AIM OF THE TASK: Beginning at the line containing "Each instance of the leafy" and continuing to the end of the records below, give each line again exactly as it stands, and only those lines.

EXTRACTED MATERIAL:
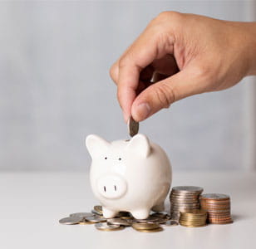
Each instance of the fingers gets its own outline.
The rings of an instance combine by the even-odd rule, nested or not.
[[[142,121],[163,108],[187,96],[204,91],[204,80],[184,70],[161,81],[151,85],[134,100],[131,115],[136,121]]]

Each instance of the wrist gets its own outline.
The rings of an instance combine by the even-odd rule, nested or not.
[[[247,23],[248,72],[247,76],[256,76],[256,22]]]

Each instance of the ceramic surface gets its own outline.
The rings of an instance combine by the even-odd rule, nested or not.
[[[127,211],[137,219],[150,210],[163,211],[171,183],[165,151],[141,134],[130,140],[107,142],[96,135],[86,140],[91,157],[91,186],[106,218]]]

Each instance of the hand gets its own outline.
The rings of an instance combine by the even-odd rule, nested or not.
[[[165,12],[111,66],[125,120],[256,74],[256,23]],[[152,81],[153,80],[153,82]]]

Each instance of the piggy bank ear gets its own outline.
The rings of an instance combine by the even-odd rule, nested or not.
[[[102,151],[106,151],[110,143],[96,134],[90,134],[86,139],[86,145],[91,157],[93,158],[101,154]]]
[[[127,149],[133,151],[135,154],[141,155],[144,158],[147,158],[150,154],[149,139],[142,134],[138,134],[130,140],[127,145]]]

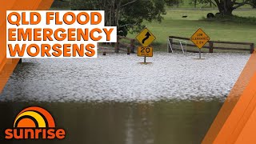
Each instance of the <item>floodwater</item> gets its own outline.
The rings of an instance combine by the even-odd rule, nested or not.
[[[200,143],[250,54],[154,54],[24,59],[0,95],[0,126],[39,106],[67,133],[47,143]]]

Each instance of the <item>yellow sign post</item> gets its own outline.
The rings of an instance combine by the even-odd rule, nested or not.
[[[145,27],[137,36],[136,39],[142,46],[150,46],[156,38],[153,34]]]
[[[153,47],[138,46],[138,57],[153,57]]]
[[[136,39],[142,46],[138,47],[138,56],[144,57],[144,62],[146,62],[146,57],[153,57],[153,47],[149,46],[156,38],[154,34],[145,27],[137,36]]]
[[[190,38],[195,46],[199,48],[199,58],[201,58],[201,48],[210,40],[210,37],[199,28]]]

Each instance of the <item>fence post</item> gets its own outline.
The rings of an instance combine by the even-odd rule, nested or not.
[[[118,35],[117,42],[115,42],[114,52],[115,53],[118,53],[119,52],[119,35]]]
[[[250,45],[250,54],[253,54],[254,50],[254,43],[252,43]]]
[[[167,49],[167,53],[171,53],[171,50],[170,50],[170,46],[173,48],[173,39],[170,39],[171,38],[171,37],[169,37],[168,41],[167,42],[167,45],[168,45],[168,49]],[[170,44],[169,44],[170,42]]]
[[[211,41],[209,41],[209,53],[214,52],[214,42]]]
[[[134,54],[134,49],[135,49],[134,42],[135,42],[135,39],[130,40],[130,53],[131,54]]]

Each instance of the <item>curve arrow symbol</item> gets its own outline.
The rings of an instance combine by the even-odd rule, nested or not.
[[[149,32],[147,32],[146,34],[145,34],[145,38],[142,40],[142,43],[144,44],[144,42],[145,42],[145,41],[146,40],[147,40],[149,38],[150,38],[150,36],[151,36],[151,34],[149,33]]]

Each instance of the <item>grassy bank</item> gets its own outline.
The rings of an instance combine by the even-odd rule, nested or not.
[[[167,14],[161,23],[145,22],[144,24],[157,38],[154,42],[155,50],[166,50],[168,36],[190,38],[199,27],[215,41],[246,42],[256,43],[256,25],[246,22],[218,22],[203,20],[206,15],[217,10],[167,10]],[[256,10],[235,10],[234,14],[242,17],[254,16]],[[187,15],[187,18],[182,18]],[[137,34],[129,34],[135,38]]]

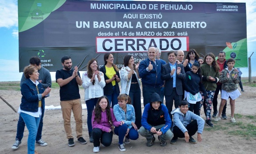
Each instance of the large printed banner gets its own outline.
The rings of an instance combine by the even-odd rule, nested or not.
[[[32,56],[56,71],[65,55],[85,71],[93,58],[102,66],[106,53],[120,68],[126,55],[147,58],[151,46],[166,61],[171,50],[194,49],[248,66],[245,3],[23,0],[18,10],[20,71]]]

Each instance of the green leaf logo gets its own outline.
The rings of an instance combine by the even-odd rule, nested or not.
[[[233,49],[235,49],[235,48],[236,48],[237,47],[237,43],[236,43],[235,44],[234,44],[234,45],[233,45]]]
[[[38,56],[39,57],[44,57],[45,56],[45,53],[44,50],[39,50],[39,52],[38,53]]]

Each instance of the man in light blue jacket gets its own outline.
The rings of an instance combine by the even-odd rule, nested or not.
[[[201,134],[204,126],[204,120],[201,117],[188,111],[188,103],[187,100],[181,101],[179,107],[171,114],[173,115],[173,124],[172,131],[173,138],[171,144],[175,144],[178,138],[185,138],[186,142],[196,144],[196,141],[193,136],[197,131],[197,141],[202,141]],[[191,120],[193,120],[192,122]]]

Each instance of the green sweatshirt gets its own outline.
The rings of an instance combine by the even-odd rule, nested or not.
[[[218,82],[219,73],[218,71],[216,71],[213,66],[204,64],[201,65],[201,71],[202,72],[202,83],[207,90],[215,91],[217,88],[216,83]],[[214,78],[215,81],[210,80],[209,78],[211,76]]]

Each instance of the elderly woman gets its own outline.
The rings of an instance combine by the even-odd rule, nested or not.
[[[42,85],[37,80],[39,73],[38,69],[32,65],[25,68],[24,75],[26,80],[21,86],[21,104],[18,113],[23,118],[29,135],[27,139],[27,154],[38,154],[34,151],[35,140],[42,114],[42,104],[51,91],[51,88],[48,87],[45,90]]]

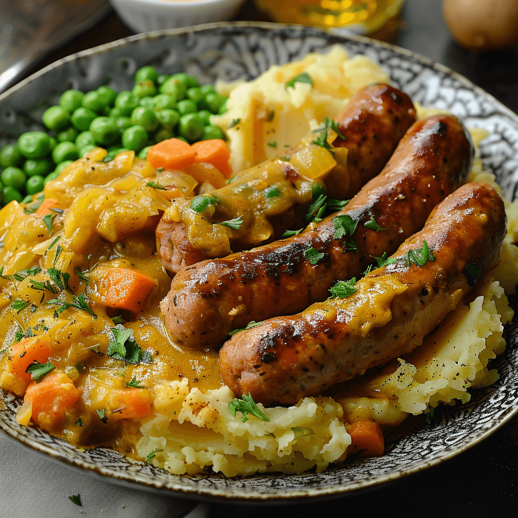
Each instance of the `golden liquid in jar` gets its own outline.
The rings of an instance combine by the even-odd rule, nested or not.
[[[369,34],[397,16],[404,0],[255,0],[274,21],[344,27]]]

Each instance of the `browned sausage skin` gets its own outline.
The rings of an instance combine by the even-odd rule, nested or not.
[[[347,199],[356,194],[362,185],[381,170],[405,132],[415,120],[415,110],[411,100],[399,90],[380,84],[367,87],[358,91],[336,120],[340,134],[345,138],[337,137],[333,146],[347,148],[348,155],[344,161],[337,159],[336,165],[324,178],[323,182],[328,195],[332,198]],[[284,149],[279,154],[285,155],[290,152],[290,150]],[[222,253],[224,247],[209,246],[204,249],[201,241],[199,244],[190,242],[188,237],[189,229],[183,218],[181,221],[171,221],[167,217],[162,218],[156,231],[157,250],[164,267],[170,275],[172,276],[181,268],[204,259],[223,257],[232,252],[274,241],[279,239],[285,230],[298,228],[307,224],[305,217],[311,203],[312,182],[302,174],[299,174],[292,164],[278,160],[277,162],[277,167],[271,168],[271,171],[268,169],[272,165],[271,161],[267,161],[239,173],[231,184],[211,192],[220,199],[217,213],[214,214],[214,219],[211,221],[222,221],[239,215],[234,213],[237,209],[232,200],[235,196],[233,191],[236,185],[239,186],[240,182],[250,183],[260,180],[259,183],[264,185],[282,183],[281,196],[287,201],[282,209],[274,210],[271,213],[266,214],[268,232],[250,233],[246,223],[239,233],[231,233],[239,235],[229,236],[227,249]],[[250,198],[252,197],[257,199],[251,202]],[[265,202],[256,192],[251,192],[249,198],[245,200],[251,206],[247,209],[248,212],[251,211],[251,213],[258,213],[264,209],[261,206],[265,205]],[[254,208],[255,204],[258,205]],[[270,202],[267,205],[269,204]],[[219,217],[221,217],[220,219],[218,219]],[[252,218],[252,226],[255,224],[254,222],[254,218]],[[221,229],[217,223],[213,226],[214,230]],[[210,227],[207,230],[211,232]]]
[[[383,171],[340,212],[283,241],[188,267],[161,304],[172,340],[182,347],[222,343],[251,321],[293,314],[325,300],[337,279],[357,277],[420,230],[434,207],[466,181],[473,149],[462,124],[440,115],[415,123]],[[342,217],[358,222],[349,251],[338,237]],[[337,218],[338,218],[338,220]],[[365,226],[373,221],[382,231]],[[315,264],[307,257],[323,253]]]
[[[497,265],[505,234],[496,191],[487,184],[461,187],[393,256],[426,241],[435,261],[398,260],[361,279],[349,297],[237,333],[220,352],[223,381],[264,405],[293,404],[409,352],[472,289],[468,265],[482,275]]]

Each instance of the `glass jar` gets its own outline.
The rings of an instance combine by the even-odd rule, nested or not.
[[[328,28],[365,35],[398,17],[404,0],[255,0],[274,21]]]

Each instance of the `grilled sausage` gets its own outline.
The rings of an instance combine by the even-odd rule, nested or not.
[[[415,120],[410,98],[392,87],[378,84],[359,91],[337,121],[345,138],[337,137],[333,146],[346,148],[348,155],[347,159],[343,154],[335,156],[337,164],[324,180],[328,194],[340,199],[356,194],[381,170]],[[328,154],[321,148],[316,150]],[[283,159],[296,151],[283,149],[279,155]],[[339,155],[344,159],[339,160]],[[203,221],[194,221],[191,217],[194,214],[175,218],[165,214],[156,231],[164,267],[172,276],[185,266],[273,241],[287,229],[307,224],[305,217],[313,183],[304,177],[295,160],[270,159],[239,173],[228,185],[212,191],[219,203],[214,213],[203,214]],[[280,192],[276,199],[266,194],[272,187]],[[190,210],[189,200],[176,203],[177,212]],[[245,221],[238,229],[218,224],[240,215]]]
[[[220,352],[223,381],[256,402],[293,404],[410,352],[472,289],[473,272],[498,264],[505,234],[496,191],[463,186],[401,245],[396,262],[358,281],[353,295],[233,337]],[[408,264],[408,253],[425,241],[435,260]]]
[[[381,174],[339,212],[297,236],[179,273],[161,306],[172,339],[187,348],[221,344],[251,321],[293,314],[325,299],[337,279],[357,277],[375,263],[373,256],[393,253],[420,230],[433,208],[466,181],[472,153],[453,116],[416,122]],[[347,218],[358,222],[356,251],[336,228]],[[384,229],[368,227],[375,223]],[[316,264],[308,257],[311,249],[323,254]]]

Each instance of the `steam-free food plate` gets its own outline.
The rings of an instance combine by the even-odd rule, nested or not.
[[[494,174],[506,195],[518,186],[518,117],[481,89],[442,65],[408,51],[360,37],[344,37],[318,29],[269,23],[217,23],[139,34],[68,56],[0,95],[0,146],[40,128],[45,109],[69,88],[84,91],[108,84],[131,89],[139,67],[159,73],[183,70],[200,82],[256,77],[272,65],[325,52],[336,44],[350,56],[363,54],[390,74],[393,84],[425,106],[448,109],[470,127],[486,129],[480,145],[484,168]],[[34,450],[73,466],[157,491],[204,499],[260,501],[344,495],[373,487],[424,469],[479,442],[518,412],[518,333],[505,334],[506,352],[491,364],[494,384],[473,391],[471,401],[436,413],[390,439],[381,457],[360,459],[322,473],[258,475],[228,479],[218,475],[190,478],[170,474],[150,464],[126,459],[104,449],[82,450],[15,419],[21,401],[3,394],[0,427]]]

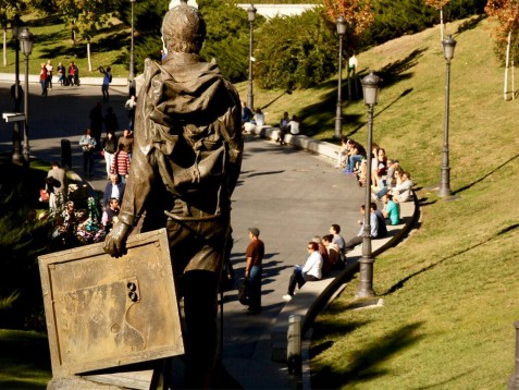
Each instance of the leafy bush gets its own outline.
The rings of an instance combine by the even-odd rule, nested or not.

FINAL RESULT:
Each instance of the leafy bush gets its own outline.
The rings of an instance combine by the even-odd rule, nested or not.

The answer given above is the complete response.